Task item
The entries below are to be duplicated exactly, with nothing left out.

(Point-per-instance localization data)
....................

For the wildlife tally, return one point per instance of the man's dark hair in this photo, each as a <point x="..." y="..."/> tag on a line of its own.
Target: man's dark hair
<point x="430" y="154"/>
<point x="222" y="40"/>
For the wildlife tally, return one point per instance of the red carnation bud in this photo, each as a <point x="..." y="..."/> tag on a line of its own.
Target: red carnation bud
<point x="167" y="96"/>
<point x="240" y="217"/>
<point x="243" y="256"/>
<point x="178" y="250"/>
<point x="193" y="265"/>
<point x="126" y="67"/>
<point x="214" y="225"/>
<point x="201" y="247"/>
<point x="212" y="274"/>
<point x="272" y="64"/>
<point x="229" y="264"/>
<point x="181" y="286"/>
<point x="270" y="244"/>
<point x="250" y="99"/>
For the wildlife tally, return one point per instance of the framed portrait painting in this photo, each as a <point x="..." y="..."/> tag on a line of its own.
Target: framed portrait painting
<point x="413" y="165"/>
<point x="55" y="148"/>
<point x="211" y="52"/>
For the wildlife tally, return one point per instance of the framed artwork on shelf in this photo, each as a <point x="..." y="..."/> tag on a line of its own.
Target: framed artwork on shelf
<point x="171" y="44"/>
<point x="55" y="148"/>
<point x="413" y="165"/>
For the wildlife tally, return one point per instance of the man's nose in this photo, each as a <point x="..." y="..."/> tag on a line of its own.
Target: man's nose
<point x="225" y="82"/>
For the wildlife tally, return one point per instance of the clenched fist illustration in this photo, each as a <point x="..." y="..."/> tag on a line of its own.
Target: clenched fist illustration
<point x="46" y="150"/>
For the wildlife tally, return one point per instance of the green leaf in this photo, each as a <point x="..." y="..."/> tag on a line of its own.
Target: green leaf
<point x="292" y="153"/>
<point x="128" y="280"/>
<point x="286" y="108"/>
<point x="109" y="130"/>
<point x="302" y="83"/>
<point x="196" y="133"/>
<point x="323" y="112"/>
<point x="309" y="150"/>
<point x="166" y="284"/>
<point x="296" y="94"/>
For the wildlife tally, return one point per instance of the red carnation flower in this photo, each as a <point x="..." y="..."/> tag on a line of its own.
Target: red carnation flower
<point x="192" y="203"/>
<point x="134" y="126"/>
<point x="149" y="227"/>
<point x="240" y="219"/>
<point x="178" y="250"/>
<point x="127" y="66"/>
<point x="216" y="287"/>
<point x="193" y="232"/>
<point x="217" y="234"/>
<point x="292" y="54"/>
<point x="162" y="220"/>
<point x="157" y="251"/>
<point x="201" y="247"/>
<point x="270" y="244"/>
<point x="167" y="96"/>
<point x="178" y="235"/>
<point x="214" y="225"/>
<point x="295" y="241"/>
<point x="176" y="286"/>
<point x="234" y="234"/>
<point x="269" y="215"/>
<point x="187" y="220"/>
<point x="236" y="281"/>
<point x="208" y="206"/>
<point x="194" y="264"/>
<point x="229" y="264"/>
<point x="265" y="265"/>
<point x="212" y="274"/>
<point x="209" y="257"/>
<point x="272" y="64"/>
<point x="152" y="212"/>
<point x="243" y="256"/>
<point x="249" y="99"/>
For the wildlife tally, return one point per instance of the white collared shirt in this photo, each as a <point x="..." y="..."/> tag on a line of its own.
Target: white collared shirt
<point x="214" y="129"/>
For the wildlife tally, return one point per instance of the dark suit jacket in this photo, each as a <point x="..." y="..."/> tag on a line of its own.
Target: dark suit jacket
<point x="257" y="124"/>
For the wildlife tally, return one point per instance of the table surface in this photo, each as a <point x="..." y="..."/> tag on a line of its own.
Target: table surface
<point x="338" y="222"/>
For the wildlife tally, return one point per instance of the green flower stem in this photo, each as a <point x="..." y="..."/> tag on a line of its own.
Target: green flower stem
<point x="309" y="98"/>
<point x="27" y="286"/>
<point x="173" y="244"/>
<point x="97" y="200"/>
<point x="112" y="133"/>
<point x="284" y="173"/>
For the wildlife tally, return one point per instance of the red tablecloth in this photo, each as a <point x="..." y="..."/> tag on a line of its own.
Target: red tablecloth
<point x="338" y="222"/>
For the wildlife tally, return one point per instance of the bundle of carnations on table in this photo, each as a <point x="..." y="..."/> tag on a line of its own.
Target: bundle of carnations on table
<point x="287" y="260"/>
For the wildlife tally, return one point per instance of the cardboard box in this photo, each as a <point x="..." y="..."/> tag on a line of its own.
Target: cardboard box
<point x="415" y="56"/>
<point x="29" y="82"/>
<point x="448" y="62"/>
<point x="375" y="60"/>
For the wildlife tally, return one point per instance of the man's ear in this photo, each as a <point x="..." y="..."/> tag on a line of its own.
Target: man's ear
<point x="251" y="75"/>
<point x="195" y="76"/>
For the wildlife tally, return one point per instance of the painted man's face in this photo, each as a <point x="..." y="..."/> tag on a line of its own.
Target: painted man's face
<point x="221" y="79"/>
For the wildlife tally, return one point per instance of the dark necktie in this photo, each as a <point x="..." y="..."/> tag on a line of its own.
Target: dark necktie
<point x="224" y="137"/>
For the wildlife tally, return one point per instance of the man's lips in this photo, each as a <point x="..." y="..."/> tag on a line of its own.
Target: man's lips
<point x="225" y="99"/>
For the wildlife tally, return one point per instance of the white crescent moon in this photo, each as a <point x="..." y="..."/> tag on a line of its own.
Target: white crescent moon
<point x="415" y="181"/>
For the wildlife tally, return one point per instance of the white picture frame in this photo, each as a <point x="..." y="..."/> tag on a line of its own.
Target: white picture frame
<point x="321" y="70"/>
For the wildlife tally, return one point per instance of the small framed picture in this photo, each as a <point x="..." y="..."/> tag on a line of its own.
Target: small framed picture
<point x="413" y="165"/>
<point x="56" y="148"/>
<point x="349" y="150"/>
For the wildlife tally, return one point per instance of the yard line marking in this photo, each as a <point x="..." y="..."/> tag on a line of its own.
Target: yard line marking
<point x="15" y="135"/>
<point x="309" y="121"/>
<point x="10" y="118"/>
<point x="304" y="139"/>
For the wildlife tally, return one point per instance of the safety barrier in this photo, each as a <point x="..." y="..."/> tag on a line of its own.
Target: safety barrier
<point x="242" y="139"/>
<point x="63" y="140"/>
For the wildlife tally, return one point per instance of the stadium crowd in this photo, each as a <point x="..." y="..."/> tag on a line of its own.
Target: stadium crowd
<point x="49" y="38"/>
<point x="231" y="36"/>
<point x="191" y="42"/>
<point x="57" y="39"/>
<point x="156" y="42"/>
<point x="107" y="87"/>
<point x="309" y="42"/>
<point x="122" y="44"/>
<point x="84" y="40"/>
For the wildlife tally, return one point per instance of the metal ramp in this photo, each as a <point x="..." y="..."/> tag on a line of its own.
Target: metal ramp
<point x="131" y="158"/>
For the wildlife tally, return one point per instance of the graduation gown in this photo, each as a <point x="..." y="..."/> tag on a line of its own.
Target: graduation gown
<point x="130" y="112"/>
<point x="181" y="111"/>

....................

Task result
For the wildlife tally, return one point per instance of the man's dark hair in this photo, each as a <point x="..." y="..."/> tag on a line of its own.
Target: man's dark hair
<point x="430" y="154"/>
<point x="222" y="40"/>
For the wildlife tally, return one point per instance of the red carnation bud in this photo, each as a <point x="..." y="..."/> tag on a line of its own.
Target: red carnation bud
<point x="167" y="96"/>
<point x="240" y="217"/>
<point x="243" y="256"/>
<point x="178" y="250"/>
<point x="193" y="265"/>
<point x="126" y="67"/>
<point x="214" y="225"/>
<point x="201" y="247"/>
<point x="212" y="274"/>
<point x="272" y="64"/>
<point x="229" y="264"/>
<point x="181" y="286"/>
<point x="270" y="244"/>
<point x="250" y="99"/>
For the wildlife tally, return one point per instance of the framed portrait painting in this photo, each as a <point x="..." y="..."/> tag on a line of its own.
Target: framed portrait painting
<point x="413" y="165"/>
<point x="55" y="148"/>
<point x="211" y="52"/>
For the wildlife tally, return one point per instance of the framed artwork on shelf in this photo, each as a <point x="..." y="..."/> tag on a line of its own.
Target: framed artwork on shelf
<point x="171" y="44"/>
<point x="55" y="148"/>
<point x="413" y="165"/>
For the wildlife tally, return one point per instance of the man's nose in this photo, each as a <point x="..." y="..."/> tag on a line of its own.
Target: man's nose
<point x="225" y="82"/>
For the wildlife tally, return one point per instance of the clenched fist illustration in this photo, each as a <point x="..." y="..."/> tag on a line of its own.
Target: clenched fist illustration
<point x="46" y="150"/>
For the wildlife tally, return one point per instance of the green leaf in this photo, each as a <point x="..." y="..."/> tag on a line of its own.
Target: green leaf
<point x="292" y="153"/>
<point x="128" y="280"/>
<point x="286" y="108"/>
<point x="109" y="130"/>
<point x="302" y="83"/>
<point x="196" y="133"/>
<point x="323" y="112"/>
<point x="309" y="150"/>
<point x="166" y="284"/>
<point x="296" y="94"/>
For the wildlife tally, return one point per instance of the red carnation flower in this photo, each as a <point x="..." y="..."/> tag on a line of its own.
Target: red carnation flower
<point x="192" y="203"/>
<point x="134" y="126"/>
<point x="149" y="227"/>
<point x="240" y="219"/>
<point x="178" y="250"/>
<point x="127" y="66"/>
<point x="216" y="287"/>
<point x="193" y="232"/>
<point x="217" y="234"/>
<point x="292" y="54"/>
<point x="162" y="220"/>
<point x="157" y="251"/>
<point x="201" y="247"/>
<point x="270" y="244"/>
<point x="167" y="96"/>
<point x="178" y="235"/>
<point x="214" y="225"/>
<point x="295" y="241"/>
<point x="176" y="286"/>
<point x="234" y="234"/>
<point x="269" y="215"/>
<point x="187" y="220"/>
<point x="236" y="281"/>
<point x="208" y="206"/>
<point x="194" y="264"/>
<point x="229" y="264"/>
<point x="265" y="265"/>
<point x="212" y="274"/>
<point x="209" y="257"/>
<point x="272" y="64"/>
<point x="152" y="212"/>
<point x="243" y="256"/>
<point x="249" y="99"/>
For the wildlife tally, return one point per instance of the white collared shirt in this photo, each as a <point x="..." y="..."/> tag on a line of its own.
Target: white collared shirt
<point x="214" y="129"/>
For the wildlife tally, return one point per instance of the dark suit jacket in this photo, each as a <point x="..." y="..."/> tag on a line of its own.
Target: dark suit jacket
<point x="257" y="124"/>
For the wildlife tally, return one point per instance of the table surface in this photo, each as a <point x="..." y="..."/> tag on a line of its own.
Target: table surface
<point x="338" y="222"/>
For the wildlife tally, return one point per instance of the green flower stem in this photo, each as a <point x="..." y="..."/> tag on a line of its own.
Target: green flower stem
<point x="309" y="98"/>
<point x="27" y="286"/>
<point x="173" y="244"/>
<point x="97" y="200"/>
<point x="112" y="133"/>
<point x="284" y="173"/>
For the wildlife tally, return one point per instance of the red tablecloth in this photo, each as a <point x="..." y="..."/> tag on a line of its own.
Target: red tablecloth
<point x="338" y="222"/>
For the wildlife tally, return one point per instance of the bundle of carnations on table in this photo, each as a <point x="..." y="..."/> tag on a line of its own.
Target: bundle of carnations on table
<point x="287" y="260"/>
For the wildlife tally, return one point per instance of the cardboard box in this photo, each as a <point x="..." y="..."/> tag on a line of its own.
Target: cardboard box
<point x="415" y="56"/>
<point x="29" y="82"/>
<point x="448" y="62"/>
<point x="375" y="60"/>
For the wildlife tally, return one point per instance of the man's ear in this photo, each as a <point x="..." y="..."/> tag on a line of its own.
Target: man's ear
<point x="251" y="75"/>
<point x="195" y="76"/>
For the wildlife tally, return one point per instance of the painted man's face in this photo, each as a <point x="..." y="..."/> tag on a line of its own.
Target: painted man's face
<point x="221" y="79"/>
For the wildlife tally, return one point per instance of the dark necktie in this photo, each as a <point x="..." y="..."/> tag on a line of its own.
Target: dark necktie
<point x="224" y="137"/>
For the wildlife tally, return one point per instance of the man's lips in this photo, each as a <point x="..." y="..."/> tag on a line of its own.
Target: man's lips
<point x="225" y="99"/>
For the wildlife tally, return one point per instance of the white crescent moon in this photo, each as a <point x="..." y="..."/> tag on a line of its own.
Target: white crescent moon
<point x="415" y="181"/>
For the wildlife tally, return one point per instance of the white picture frame in this photo, each as a <point x="..." y="..."/> tag on a line of its own.
Target: white picture frame
<point x="321" y="70"/>
For the wildlife tally, return one point per instance of the small framed picture in this photo, each as a <point x="..." y="..."/> tag on a line of its own.
Target: small framed picture
<point x="413" y="165"/>
<point x="56" y="148"/>
<point x="349" y="150"/>
For the wildlife tally, return one point per instance of the yard line marking in this photo, each as a <point x="..." y="..."/> tag on a line of its own.
Target: yard line marking
<point x="15" y="135"/>
<point x="309" y="121"/>
<point x="10" y="118"/>
<point x="304" y="139"/>
For the wildlife tally, return one point per instance of the safety barrier in this photo, each as a <point x="..." y="..."/> tag on a line of its own.
Target: safety barrier
<point x="242" y="139"/>
<point x="63" y="140"/>
For the wildlife tally, return one point per instance of the stadium crowd in this photo, each as a <point x="..." y="..."/> tag on a line of its own.
Target: stadium crowd
<point x="49" y="38"/>
<point x="231" y="36"/>
<point x="191" y="42"/>
<point x="57" y="39"/>
<point x="156" y="42"/>
<point x="107" y="87"/>
<point x="309" y="42"/>
<point x="122" y="44"/>
<point x="84" y="40"/>
For the wildlife tally, return one point per instance of the metal ramp in this photo, each as a <point x="..." y="..."/> tag on a line of its own.
Target: metal ramp
<point x="131" y="158"/>
For the wildlife tally, return one point per instance of the graduation gown in this photo, each as a <point x="..." y="..."/> tag on a line of its own.
Target: graduation gown
<point x="130" y="112"/>
<point x="181" y="111"/>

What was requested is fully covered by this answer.